> [YOUR TASK]: Reproduce the lines from the one containing "Quiz Question: Can you draw a bounding box around the high-rise" through the one containing "[[305, 105, 334, 141], [353, 117, 384, 141]]", switching "high-rise building" to "tower block" and leaving everything else unchanged.

* start ROWS *

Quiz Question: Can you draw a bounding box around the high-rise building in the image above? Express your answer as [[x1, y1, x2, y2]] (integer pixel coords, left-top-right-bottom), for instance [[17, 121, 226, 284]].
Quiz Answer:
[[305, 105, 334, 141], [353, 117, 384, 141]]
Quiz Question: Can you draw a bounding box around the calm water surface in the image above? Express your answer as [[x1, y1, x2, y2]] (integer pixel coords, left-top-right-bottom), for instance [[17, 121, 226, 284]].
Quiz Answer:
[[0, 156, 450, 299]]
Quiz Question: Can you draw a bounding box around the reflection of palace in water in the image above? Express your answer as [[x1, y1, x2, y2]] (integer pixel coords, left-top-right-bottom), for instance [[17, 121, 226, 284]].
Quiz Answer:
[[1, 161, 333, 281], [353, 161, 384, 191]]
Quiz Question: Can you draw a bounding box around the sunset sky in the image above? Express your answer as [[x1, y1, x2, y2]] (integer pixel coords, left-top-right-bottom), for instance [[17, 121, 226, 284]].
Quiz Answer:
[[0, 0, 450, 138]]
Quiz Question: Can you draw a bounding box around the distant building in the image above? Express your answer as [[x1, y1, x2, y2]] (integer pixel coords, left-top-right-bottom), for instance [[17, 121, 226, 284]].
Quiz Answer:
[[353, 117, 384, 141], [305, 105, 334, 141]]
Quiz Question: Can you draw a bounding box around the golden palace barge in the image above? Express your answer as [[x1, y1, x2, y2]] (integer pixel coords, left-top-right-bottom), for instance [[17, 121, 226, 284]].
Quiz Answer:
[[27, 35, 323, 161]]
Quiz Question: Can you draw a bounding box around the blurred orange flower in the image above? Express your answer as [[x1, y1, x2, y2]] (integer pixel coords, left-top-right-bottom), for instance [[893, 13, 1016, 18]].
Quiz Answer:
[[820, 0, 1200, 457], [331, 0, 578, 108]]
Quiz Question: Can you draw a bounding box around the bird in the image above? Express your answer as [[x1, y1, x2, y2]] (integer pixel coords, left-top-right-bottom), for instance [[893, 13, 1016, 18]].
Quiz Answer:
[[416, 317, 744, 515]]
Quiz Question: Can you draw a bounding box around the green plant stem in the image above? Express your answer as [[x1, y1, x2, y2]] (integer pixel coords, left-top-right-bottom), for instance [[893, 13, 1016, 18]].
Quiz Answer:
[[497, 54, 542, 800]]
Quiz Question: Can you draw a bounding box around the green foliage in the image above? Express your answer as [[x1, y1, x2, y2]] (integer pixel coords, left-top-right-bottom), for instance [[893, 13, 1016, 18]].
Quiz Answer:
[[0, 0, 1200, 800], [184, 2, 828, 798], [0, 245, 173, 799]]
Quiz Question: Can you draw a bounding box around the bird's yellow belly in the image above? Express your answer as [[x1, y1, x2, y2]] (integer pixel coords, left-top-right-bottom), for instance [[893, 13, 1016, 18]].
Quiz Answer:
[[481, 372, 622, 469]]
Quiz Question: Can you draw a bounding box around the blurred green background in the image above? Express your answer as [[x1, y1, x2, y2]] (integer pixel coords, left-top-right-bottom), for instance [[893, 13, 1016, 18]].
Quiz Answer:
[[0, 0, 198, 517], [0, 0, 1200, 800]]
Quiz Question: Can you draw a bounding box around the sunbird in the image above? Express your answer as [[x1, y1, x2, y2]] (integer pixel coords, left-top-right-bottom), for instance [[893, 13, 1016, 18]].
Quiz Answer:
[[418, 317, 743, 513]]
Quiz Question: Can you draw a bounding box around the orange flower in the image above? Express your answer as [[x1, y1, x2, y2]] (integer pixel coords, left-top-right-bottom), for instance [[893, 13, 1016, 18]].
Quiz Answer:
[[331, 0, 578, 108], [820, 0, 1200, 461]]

* end ROWS *
* start ROWS *

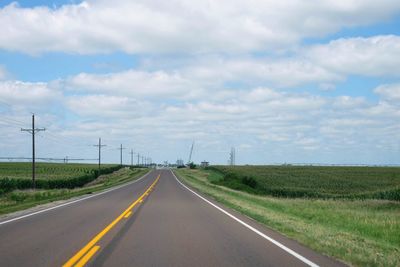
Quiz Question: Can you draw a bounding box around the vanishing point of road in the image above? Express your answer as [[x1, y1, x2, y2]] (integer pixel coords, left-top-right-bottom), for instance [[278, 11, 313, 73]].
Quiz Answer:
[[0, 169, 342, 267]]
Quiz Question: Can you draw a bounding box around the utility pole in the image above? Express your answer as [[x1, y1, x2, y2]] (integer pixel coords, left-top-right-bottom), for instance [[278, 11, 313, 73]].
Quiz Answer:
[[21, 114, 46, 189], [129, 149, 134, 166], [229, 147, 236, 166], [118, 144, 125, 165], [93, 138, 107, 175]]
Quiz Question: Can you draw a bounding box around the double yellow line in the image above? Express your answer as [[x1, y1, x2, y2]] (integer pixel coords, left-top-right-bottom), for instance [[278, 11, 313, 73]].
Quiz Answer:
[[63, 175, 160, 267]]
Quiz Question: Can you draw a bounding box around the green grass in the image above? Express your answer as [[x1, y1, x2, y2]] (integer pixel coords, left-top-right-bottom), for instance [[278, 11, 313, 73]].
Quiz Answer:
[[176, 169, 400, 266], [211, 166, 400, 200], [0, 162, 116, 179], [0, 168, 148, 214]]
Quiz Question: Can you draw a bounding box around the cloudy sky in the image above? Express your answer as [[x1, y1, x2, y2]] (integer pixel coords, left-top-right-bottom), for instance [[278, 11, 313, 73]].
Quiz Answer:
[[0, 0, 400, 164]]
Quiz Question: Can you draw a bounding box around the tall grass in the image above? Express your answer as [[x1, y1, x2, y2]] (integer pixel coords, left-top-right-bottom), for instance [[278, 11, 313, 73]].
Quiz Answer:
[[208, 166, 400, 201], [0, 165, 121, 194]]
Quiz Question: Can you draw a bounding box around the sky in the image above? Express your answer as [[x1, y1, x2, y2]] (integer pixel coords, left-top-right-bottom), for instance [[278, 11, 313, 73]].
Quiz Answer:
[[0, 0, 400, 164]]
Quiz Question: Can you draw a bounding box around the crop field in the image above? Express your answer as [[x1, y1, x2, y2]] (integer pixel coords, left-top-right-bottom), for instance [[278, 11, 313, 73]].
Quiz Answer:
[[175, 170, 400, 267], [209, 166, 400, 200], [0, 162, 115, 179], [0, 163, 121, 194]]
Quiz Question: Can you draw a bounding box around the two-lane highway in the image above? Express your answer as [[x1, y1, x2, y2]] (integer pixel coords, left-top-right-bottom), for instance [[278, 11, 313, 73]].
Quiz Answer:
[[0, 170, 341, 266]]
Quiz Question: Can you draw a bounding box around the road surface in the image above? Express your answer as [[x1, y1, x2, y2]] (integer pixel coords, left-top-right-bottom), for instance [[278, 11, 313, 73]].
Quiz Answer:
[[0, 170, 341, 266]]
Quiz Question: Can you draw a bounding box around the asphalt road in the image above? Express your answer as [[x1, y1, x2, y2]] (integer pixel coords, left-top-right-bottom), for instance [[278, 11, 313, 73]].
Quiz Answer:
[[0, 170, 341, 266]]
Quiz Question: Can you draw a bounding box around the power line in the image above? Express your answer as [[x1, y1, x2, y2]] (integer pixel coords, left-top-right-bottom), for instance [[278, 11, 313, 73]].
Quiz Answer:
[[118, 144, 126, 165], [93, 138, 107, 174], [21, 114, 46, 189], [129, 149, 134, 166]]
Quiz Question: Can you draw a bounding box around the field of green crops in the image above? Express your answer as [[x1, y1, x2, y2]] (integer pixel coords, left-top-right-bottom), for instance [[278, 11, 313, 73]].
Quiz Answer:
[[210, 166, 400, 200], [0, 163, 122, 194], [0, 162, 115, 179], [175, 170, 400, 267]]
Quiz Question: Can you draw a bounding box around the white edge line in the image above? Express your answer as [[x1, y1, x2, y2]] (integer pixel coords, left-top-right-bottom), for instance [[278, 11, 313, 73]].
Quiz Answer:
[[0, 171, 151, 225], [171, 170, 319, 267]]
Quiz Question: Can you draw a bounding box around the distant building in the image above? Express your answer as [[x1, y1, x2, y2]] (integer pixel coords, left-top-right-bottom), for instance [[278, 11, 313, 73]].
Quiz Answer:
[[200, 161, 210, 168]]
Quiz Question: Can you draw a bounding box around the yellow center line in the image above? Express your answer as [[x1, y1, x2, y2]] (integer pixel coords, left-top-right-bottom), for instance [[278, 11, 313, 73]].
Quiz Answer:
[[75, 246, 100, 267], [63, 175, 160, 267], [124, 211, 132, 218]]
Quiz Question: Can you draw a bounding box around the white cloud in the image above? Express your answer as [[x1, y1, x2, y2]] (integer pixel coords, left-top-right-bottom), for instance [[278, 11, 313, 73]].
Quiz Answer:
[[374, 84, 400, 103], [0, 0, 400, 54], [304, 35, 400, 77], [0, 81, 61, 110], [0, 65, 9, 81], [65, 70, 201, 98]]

* end ROWS *

> [SOLVED EXERCISE]:
Quiz Question: Can you draw a bounding box around the tower block in the image above? Express your answer as [[x1, y1, x2, y2]] (integer pixel coords, left-top-right-bottom), for instance [[17, 121, 226, 284]].
Quiz Answer:
[[305, 105, 334, 141], [353, 117, 384, 141]]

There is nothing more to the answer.